SOURCE DOCUMENT =
Additionally, general and administrative expense - related party consisted of the following charges from each Sponsor:
 
Three Months Ended 
 September 30,
 
Nine Months Ended 
 September 30,
(in thousands)
2016
 
2015
 
2016
 
2015
CONSOL
$
2,462

 
$
2,278

 
$
6,031

 
$
5,974

Noble Energy
162

 
135

 
490

 
411

Total General and Administrative Expense — Related Party
$
2,624

 
$
2,413

 
$
6,521

 
$
6,385

Omnibus Agreement
Concurrent with the closing of the IPO, we entered into an omnibus agreement with CONSOL, Noble Energy, CONE Gathering and our general partner that addresses the following matters:
our payment of an annually-determined administrative support fee, which will total $0.5 million for the year ending December 31, 2016, for the provision of certain services by CONSOL and its affiliates;
our payment of an annually-determined administrative support fee, which will total $0.8 million for the year ending December 31, 2016, for the provision of certain executive services by CONSOL and its affiliates;
our payment of an annually-determined administrative support fee, which will total $0.3 million for the year ending December 31, 2016, for the provision of certain executive services by Noble Energy and its affiliates;
our obligation to reimburse our Sponsors for all other direct or allocated costs and expenses incurred by our Sponsors in providing general and administrative services (which reimbursement is in addition to certain expenses of our general partner and its affiliates that are reimbursed under our partnership agreement);
our right of first offer to acquire (i) CONE Gathering’s retained interests in each of our Anchor Systems, Growth Systems and Additional Systems, (ii) CONE Gathering’s other ancillary midstream assets and (iii) any additional midstream assets that CONE Gathering develops; and
an indemnity from CONE Gathering for liabilities associated with the use, ownership or operation of our assets, including environmental liabilities, to the extent relating to the period of time prior to the closing of the IPO; and our obligation to indemnify CONE Gathering for events and conditions associated with the use, ownership or operation of our assets that occur after the closing of the IPO, including environmental liabilities.
So long as CONE Gathering controls our general partner, the omnibus agreement will remain in full force and effect. If CONE Gathering ceases to control our general partner, either party may terminate the omnibus agreement, provided that the indemnification obligations will remain in full force and effect in accordance with their terms.

REQUESTS =
A: In the source document, what will the annual administrative support fee for executive services provided by Noble Energy and its affiliates total for the year ending December 31, 2016?
B: Render every line of the stored entries as a Markdown table with the columns "Row" and "Line", numbering rows in order and omitting blank lines. Leave the pictures out.

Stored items
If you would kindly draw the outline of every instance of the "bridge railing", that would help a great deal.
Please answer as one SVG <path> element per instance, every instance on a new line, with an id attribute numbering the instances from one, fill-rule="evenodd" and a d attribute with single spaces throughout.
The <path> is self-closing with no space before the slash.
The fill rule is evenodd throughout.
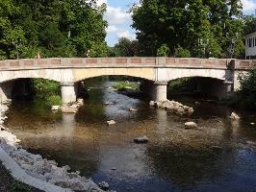
<path id="1" fill-rule="evenodd" d="M 49 58 L 0 60 L 0 70 L 87 67 L 233 68 L 247 70 L 253 62 L 253 60 L 196 58 Z"/>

RESPONSES IN ORDER =
A: $0.3 million

B:
| Row | Line |
|---|---|
| 1 | If you would kindly draw the outline of every instance of the "bridge railing", that would help a great deal. |
| 2 | Please answer as one SVG <path> element per instance, every instance on a new line, with an id attribute numbering the instances from one, fill-rule="evenodd" and a d attribute with single spaces throughout. |
| 3 | The <path> is self-closing with no space before the slash. |
| 4 | The fill rule is evenodd throughout. |
| 5 | <path id="1" fill-rule="evenodd" d="M 49 58 L 0 60 L 0 70 L 87 67 L 233 68 L 247 70 L 253 62 L 253 60 L 196 58 Z"/> |